*USING THE INFORMATION*.
A: According to the passage on Vivo Fashion Group below, in what year did Wandia Gichuru co-found the company?
B: Say whether each statement agrees with the passage on Vivo Fashion Group below, and quote the deciding words: (i) Vivo started out with physical stores; (ii) Vivo has stores in Kenya, Uganda, and Rwanda; (iii) the African Business Angel Network is given as an initiative that provides backing.

*DOCUMENT SECTION*.
···
One other lady who gives me business goosebumps is Wandia
Gichuru.
She co-founded Vivo Fashion Group in 2011 with Ann-Marie Burugu, Vivo began as an online store addressing a personal frustration: the lack of affordable, stylish activewear for African women that fit diverse body types and lifestyles. Starting with a modest investment and no physical stores, the duo bootstrapped the business amid Kenya's nascent e-commerce scene, grappling with supply chain disruptions, high import duties on fabrics, and limited access to capital in a market favoring international brands. By turning to local manufacturing and opening brick-and-mortar outlets, Vivo expanded rapidly, launching sub-brands like Vivo Activewear for athleisure and Shop Zetu as an online marketplace aggregating African designers. Despite challenges like the COVID-19 pandemic's impact on retail and rising production costs, Wandia secured investments from global funds, including a significant round in 2022 that fueled growth. As of today, 2025, Vivo operates over 20 stores across Kenya, Uganda, and Rwanda, with an online presence reaching the US market through partnerships in Atlanta and beyond. She could have as well chosen the easy path, yet her success gives a different story, that defies the easy path by embracing retail complexities, cultural relevance, and global expansion, creating a brand that not only profits but also promotes body positivity and economic inclusion.
Practical Strategies for Aspiring Entrepreneurs
The good news? Awareness is the first step to countering this
bias. To thrive in entrepreneurship, globally or in Africa, consider these
tactics:
1. Break
Tasks into Micro-Steps: Reduce cognitive load by tackling one small action at a
time, research one investor today, not the whole funding round.
2. Build
Support Systems: Join ecosystems like accelerators or networks to share the
effort. In Africa, initiatives like the African Business Angel Network provide
crucial backing.
3. Leverage
Technology: Tools for automation (e.g., AI-driven marketing) minimize grunt
work, aligning innovation with ease.
4. Cultivate
Grit: Habits like daily journaling or mentorship can rewire your brain toward
long-term rewards over short-term comfort.
5. Policy
Advocacy: On a broader scale, pushing for reforms in funding and infrastructure
can lower barriers for all.
The Law of Least Effort is a powerful force, but it's not destiny. Entrepreneurs can harness their willpower to pursue paths of greater impact. In Africa and beyond, the next wave of innovation will come from those who choose effort over ease, creating not just businesses, but legacies.
···
*DATA FOR ANALYSIS*.
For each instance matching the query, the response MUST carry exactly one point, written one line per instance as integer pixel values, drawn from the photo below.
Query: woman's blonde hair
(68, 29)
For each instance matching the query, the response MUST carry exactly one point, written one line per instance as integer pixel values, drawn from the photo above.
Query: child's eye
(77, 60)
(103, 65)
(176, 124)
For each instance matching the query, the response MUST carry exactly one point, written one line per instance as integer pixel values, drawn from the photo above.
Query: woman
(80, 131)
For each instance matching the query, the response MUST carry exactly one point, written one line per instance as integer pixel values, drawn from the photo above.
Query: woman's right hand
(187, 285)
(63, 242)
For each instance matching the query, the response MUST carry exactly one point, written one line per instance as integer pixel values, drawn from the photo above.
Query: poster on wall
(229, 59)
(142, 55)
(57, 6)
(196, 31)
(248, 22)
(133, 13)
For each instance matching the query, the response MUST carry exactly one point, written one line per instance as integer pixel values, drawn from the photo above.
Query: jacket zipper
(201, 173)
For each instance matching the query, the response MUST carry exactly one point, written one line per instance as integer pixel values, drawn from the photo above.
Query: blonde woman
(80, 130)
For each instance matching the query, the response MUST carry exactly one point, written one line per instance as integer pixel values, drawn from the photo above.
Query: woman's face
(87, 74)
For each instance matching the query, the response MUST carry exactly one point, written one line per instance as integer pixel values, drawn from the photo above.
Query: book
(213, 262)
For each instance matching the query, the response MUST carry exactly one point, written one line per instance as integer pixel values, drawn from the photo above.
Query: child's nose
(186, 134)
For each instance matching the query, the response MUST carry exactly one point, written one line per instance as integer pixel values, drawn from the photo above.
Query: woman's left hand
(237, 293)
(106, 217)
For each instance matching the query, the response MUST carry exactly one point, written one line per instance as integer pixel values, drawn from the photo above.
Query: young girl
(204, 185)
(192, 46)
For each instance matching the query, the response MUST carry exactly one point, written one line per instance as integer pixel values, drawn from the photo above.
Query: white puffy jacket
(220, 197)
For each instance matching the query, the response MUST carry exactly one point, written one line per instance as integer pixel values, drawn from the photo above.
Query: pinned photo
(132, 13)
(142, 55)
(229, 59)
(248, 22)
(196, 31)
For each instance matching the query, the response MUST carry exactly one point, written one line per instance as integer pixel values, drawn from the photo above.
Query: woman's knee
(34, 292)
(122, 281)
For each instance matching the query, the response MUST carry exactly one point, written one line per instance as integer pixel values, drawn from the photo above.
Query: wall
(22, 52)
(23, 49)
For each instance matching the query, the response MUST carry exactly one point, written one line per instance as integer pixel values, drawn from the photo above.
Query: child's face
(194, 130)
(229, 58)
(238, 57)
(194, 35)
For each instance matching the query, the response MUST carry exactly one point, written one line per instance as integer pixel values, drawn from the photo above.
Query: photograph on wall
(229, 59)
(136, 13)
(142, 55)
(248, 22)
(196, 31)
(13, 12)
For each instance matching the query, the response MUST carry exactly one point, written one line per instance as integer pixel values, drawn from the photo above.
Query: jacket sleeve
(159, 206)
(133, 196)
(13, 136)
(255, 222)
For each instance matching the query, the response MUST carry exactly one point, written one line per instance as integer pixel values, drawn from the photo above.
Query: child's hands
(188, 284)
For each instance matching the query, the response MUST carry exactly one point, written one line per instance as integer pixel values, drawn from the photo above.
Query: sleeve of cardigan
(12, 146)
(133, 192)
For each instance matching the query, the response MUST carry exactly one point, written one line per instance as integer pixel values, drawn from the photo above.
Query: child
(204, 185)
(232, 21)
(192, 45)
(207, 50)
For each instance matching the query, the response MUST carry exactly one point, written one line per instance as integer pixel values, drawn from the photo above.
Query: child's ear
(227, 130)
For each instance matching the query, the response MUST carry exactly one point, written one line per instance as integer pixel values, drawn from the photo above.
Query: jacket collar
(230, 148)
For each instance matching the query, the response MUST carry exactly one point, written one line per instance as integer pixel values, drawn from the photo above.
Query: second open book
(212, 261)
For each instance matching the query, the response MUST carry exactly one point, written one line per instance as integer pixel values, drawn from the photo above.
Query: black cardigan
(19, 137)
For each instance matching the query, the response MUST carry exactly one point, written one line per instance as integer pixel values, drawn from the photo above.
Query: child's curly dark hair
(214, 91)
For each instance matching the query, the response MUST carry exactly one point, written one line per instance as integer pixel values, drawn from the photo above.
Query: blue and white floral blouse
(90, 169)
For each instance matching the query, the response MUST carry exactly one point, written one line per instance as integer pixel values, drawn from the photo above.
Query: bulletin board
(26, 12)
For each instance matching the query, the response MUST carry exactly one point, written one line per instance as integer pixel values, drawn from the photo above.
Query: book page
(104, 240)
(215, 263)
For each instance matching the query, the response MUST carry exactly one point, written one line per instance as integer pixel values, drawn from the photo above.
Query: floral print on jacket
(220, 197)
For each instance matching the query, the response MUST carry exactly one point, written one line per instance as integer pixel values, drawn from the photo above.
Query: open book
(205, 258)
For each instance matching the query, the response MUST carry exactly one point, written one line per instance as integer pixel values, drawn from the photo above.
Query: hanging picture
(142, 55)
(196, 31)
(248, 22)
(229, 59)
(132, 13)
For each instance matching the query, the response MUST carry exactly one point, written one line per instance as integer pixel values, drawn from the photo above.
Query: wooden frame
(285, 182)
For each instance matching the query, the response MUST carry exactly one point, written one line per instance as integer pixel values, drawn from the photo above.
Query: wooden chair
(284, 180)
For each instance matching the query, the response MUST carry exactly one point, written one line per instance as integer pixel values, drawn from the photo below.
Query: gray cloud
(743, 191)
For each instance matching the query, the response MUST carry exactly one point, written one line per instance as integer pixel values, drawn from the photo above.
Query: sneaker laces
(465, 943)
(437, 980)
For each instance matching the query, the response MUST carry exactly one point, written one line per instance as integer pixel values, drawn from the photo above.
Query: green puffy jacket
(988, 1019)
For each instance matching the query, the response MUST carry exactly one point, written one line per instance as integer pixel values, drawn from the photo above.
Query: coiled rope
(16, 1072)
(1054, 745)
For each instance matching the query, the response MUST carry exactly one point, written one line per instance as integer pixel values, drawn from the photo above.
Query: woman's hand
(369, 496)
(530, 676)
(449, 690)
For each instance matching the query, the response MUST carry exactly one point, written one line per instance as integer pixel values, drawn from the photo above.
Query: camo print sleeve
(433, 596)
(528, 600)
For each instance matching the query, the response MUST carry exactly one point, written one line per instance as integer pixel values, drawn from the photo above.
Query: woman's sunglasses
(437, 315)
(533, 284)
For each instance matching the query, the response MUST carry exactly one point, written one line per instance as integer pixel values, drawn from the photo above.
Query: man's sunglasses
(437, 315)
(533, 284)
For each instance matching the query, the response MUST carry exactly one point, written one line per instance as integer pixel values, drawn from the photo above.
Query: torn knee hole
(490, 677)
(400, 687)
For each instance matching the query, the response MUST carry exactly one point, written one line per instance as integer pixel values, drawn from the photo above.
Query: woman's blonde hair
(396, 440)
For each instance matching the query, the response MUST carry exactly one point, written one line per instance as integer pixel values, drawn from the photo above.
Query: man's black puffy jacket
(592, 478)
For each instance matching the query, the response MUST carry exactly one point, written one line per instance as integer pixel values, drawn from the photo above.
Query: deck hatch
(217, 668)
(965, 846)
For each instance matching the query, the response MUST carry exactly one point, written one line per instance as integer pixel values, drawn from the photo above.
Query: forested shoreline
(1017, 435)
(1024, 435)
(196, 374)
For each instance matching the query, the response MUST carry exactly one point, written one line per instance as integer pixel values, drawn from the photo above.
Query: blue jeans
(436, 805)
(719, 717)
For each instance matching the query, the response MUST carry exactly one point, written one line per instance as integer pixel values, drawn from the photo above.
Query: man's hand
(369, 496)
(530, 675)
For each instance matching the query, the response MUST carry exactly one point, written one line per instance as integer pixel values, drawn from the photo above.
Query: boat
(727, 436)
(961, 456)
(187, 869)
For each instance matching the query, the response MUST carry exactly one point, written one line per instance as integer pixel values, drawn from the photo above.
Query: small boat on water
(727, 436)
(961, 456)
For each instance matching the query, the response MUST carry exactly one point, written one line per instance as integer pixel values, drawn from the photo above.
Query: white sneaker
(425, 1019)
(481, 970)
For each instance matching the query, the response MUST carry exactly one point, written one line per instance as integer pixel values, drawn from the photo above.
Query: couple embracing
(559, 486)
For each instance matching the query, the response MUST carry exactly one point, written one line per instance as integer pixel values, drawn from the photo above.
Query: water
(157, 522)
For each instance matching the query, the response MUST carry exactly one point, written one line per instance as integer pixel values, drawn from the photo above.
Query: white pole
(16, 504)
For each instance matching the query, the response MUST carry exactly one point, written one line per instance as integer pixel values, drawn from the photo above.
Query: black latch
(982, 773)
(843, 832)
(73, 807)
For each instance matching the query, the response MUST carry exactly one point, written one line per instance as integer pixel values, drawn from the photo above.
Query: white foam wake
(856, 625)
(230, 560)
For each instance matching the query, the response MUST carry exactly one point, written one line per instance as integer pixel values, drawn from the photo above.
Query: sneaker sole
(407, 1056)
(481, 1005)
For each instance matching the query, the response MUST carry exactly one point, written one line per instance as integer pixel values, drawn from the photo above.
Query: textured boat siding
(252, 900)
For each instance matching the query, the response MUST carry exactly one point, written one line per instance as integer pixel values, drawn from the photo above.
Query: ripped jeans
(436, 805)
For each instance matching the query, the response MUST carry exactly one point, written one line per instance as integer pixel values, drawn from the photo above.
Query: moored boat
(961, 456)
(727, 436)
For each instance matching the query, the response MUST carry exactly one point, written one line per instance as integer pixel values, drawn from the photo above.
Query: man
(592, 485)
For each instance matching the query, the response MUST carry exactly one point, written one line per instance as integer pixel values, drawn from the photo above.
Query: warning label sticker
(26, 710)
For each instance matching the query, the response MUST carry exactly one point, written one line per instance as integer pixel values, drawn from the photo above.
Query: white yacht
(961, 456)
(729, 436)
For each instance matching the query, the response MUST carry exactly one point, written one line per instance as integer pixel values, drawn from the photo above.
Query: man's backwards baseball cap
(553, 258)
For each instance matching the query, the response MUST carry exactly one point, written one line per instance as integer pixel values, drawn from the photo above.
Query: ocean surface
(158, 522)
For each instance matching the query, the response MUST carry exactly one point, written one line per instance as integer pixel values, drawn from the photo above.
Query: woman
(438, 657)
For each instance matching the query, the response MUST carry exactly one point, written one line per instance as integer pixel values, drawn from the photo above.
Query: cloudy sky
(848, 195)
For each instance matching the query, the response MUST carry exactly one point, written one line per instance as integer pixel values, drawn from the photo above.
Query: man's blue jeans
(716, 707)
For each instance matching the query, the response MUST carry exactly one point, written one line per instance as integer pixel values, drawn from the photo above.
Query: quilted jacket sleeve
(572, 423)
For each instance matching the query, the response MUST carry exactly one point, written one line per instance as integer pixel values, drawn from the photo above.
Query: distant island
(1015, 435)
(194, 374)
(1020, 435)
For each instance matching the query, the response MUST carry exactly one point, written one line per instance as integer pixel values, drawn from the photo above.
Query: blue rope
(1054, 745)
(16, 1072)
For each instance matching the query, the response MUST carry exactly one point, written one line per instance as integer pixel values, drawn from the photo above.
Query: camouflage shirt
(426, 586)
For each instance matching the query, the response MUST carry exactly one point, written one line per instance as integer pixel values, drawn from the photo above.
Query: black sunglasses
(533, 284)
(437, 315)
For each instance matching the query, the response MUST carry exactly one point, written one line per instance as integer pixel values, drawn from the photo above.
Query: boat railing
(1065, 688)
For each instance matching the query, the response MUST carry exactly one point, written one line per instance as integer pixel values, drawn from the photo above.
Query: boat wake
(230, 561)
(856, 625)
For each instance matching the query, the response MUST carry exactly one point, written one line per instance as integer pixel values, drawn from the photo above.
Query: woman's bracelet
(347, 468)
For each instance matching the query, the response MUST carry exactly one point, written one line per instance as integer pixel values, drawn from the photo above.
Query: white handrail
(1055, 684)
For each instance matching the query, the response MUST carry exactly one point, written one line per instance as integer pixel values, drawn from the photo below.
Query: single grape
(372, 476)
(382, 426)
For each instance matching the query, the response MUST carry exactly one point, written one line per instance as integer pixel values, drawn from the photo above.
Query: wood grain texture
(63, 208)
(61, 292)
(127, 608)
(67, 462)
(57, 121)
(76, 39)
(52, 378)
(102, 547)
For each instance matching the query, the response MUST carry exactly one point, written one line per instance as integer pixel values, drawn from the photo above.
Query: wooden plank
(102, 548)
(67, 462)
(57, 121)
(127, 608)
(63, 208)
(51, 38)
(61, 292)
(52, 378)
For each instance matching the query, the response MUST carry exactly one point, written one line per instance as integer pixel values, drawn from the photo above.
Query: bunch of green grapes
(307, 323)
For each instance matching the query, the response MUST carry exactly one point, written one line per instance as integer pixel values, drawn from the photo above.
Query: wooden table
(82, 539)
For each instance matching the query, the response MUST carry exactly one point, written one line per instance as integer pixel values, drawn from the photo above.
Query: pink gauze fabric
···
*ANSWERS GIVEN*.
A: 2011

B:
(i) No: "Starting with a modest investment and no physical stores"
(ii) Yes: "Vivo operates over 20 stores across Kenya, Uganda, and Rwanda"
(iii) Yes: "In Africa, initiatives like the African Business Angel Network provide crucial backing."